Reproduce the line containing "Target: overcast sky" and every line after it through the end of the records. Include nothing else.

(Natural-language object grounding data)
- Opening Delimiter -

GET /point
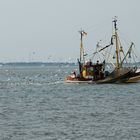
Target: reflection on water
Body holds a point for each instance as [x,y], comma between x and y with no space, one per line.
[36,104]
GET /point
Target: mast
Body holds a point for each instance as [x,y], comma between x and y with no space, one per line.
[117,44]
[82,33]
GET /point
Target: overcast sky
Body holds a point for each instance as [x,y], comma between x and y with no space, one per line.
[47,30]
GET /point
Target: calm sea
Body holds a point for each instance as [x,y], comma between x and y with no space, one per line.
[36,104]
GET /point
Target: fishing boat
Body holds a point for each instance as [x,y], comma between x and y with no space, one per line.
[95,72]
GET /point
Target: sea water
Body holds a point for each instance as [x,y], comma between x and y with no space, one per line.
[36,104]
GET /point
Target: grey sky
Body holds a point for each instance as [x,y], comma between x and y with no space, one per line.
[47,30]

- Closing Delimiter -

▶ [Worked solution]:
Target: overcast sky
Body holds a point for each instance as [x,y], comma between x and y with no space, one per line.
[47,30]
GET /point
Target: calm sea
Body holds a point for each instance as [x,y], comma between x and y with no space, one per line.
[36,104]
GET /point
Target: fishing boat
Body holds a point for each instance as [x,y], comma between x and y with no space, one per line.
[95,72]
GET /point
Target: sea water
Body holds a point for each instance as [x,y], comma between x and y with no space, one per line.
[36,104]
GET /point
Target: grey sky
Body holds a point for each instance as [x,y], comma between x and y with no space, one per line.
[47,30]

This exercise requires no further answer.